EXCERPTED TEXT:

________________________________________

Karmazin made his remarks when asked about the 'crisis of confidence' in the
stock market at the opening session at the CTAM conference -- a confab that's
been shadowed by reports that federal indictments will soon be handed up against
Adelphia Communications Corp. founder John Rigas and his sons.

Karmazin didn't refer to Adelphia specifically, but his comments hit close to
home regarding CEOs charged with financial wrongdoing.

'I truly believe that these bad people -- the
ones who are legitimately proven to have done something illegal -- they should
go to jail, and they shouldn't go to one of these country-club jails,' Karmazin
said.

'They should go to Sing Sing, if it still exists, so that people will be
discouraged from fraud.'

Regarding the market decline, Karmazin said, 'It's really sad to see what's
happening to people's 401[Ks].'

Karmazin, questioned by CNBC Business Center anchor Sue Herera, said
Viacom is cautiously trying to create a business model for video-on-demand that
makes sense for all of the company's units -- Showtime Networks Inc., Paramount
Pictures and Blockbuster Inc.

________________________________________

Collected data
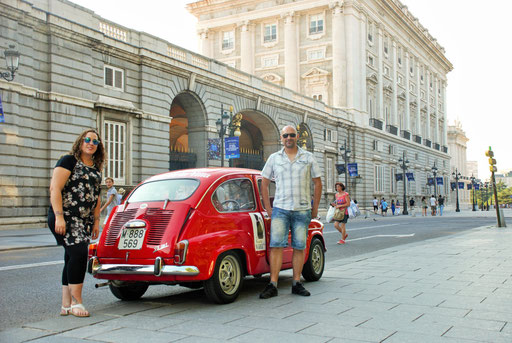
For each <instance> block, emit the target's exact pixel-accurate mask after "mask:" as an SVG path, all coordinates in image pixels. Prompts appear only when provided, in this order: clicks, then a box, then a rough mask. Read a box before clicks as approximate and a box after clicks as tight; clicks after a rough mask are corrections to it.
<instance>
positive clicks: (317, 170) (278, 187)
mask: <svg viewBox="0 0 512 343" xmlns="http://www.w3.org/2000/svg"><path fill="white" fill-rule="evenodd" d="M297 138H298V134H297V130H296V129H295V128H294V127H293V126H291V125H288V126H285V127H284V128H283V129H282V130H281V142H282V143H283V145H284V148H283V149H281V150H280V151H278V152H275V153H273V154H272V155H270V157H269V158H268V160H267V163H266V164H265V167H263V170H262V172H261V175H262V176H263V180H262V183H261V195H262V197H263V205H264V206H265V209H266V210H267V213H268V215H269V216H270V218H272V221H271V227H270V283H269V284H268V285H267V286H266V287H265V289H264V290H263V292H261V294H260V298H261V299H268V298H271V297H275V296H276V295H277V281H278V279H279V271H280V270H281V265H282V262H283V248H284V247H286V246H287V245H288V232H289V230H290V228H291V231H292V248H293V256H292V265H293V284H292V293H293V294H298V295H302V296H309V295H310V293H309V292H308V291H307V290H306V289H305V288H304V286H303V285H302V283H301V282H300V275H301V273H302V267H303V265H304V249H306V238H307V232H308V226H309V223H310V221H311V218H315V217H316V216H317V214H318V205H319V203H320V196H321V194H322V180H321V179H320V167H319V166H318V163H317V162H316V161H315V159H314V157H313V154H312V153H310V152H309V151H306V150H304V149H301V148H299V147H298V146H297ZM272 179H274V180H275V183H276V193H275V198H274V204H273V205H274V207H273V208H272V207H270V197H269V185H270V180H272ZM311 180H313V184H314V187H315V188H314V196H313V207H312V208H311Z"/></svg>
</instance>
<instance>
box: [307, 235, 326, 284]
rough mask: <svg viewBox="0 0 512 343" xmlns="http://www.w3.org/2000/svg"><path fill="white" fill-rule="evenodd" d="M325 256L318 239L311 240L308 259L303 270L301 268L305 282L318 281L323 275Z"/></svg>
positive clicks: (321, 245)
mask: <svg viewBox="0 0 512 343" xmlns="http://www.w3.org/2000/svg"><path fill="white" fill-rule="evenodd" d="M324 267H325V254H324V245H323V244H322V242H321V241H320V240H319V239H318V238H313V240H312V241H311V245H310V247H309V257H308V260H307V261H306V263H304V268H302V276H304V279H306V280H307V281H318V280H320V278H321V277H322V274H323V273H324Z"/></svg>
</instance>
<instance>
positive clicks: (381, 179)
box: [373, 165, 384, 192]
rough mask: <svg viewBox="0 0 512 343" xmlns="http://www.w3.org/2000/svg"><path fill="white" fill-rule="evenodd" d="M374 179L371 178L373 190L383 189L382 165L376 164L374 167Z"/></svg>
mask: <svg viewBox="0 0 512 343" xmlns="http://www.w3.org/2000/svg"><path fill="white" fill-rule="evenodd" d="M374 173H375V174H374V179H373V190H374V191H375V192H383V191H384V167H383V166H379V165H376V166H375V169H374Z"/></svg>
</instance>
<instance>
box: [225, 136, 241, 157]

________________________________________

QUESTIONS TO ANSWER:
a) According to the Karmazin article, to which prison did Karmazin say people proven guilty of fraud should go?
b) Retype the passage of the Karmazin article starting at "Karmazin made his" and ending at "with financial wrongdoing.".
c) Carry the Karmazin article forward, picking up right after its last sentence.

RESPONSES BY ITEM NUMBER:
a) Sing Sing

b)
Karmazin made his remarks when asked about the 'crisis of confidence' in the
stock market at the opening session at the CTAM conference -- a confab that's
been shadowed by reports that federal indictments will soon be handed up against
Adelphia Communications Corp. founder John Rigas and his sons.

Karmazin didn't refer to Adelphia specifically, but his comments hit close to
home regarding CEOs charged with financial wrongdoing.

c)
Showtime is already testing subscription VOD, according to Karmazin. But
Viacom is taking it slow on the film front regarding VOD offerings.

'Theatricals get 50 percent of their revenue from home-video sales, so you
want to be very careful as you migrate from the traditional Blockbuster model to
where people are getting their films on video-on-demand,' he said.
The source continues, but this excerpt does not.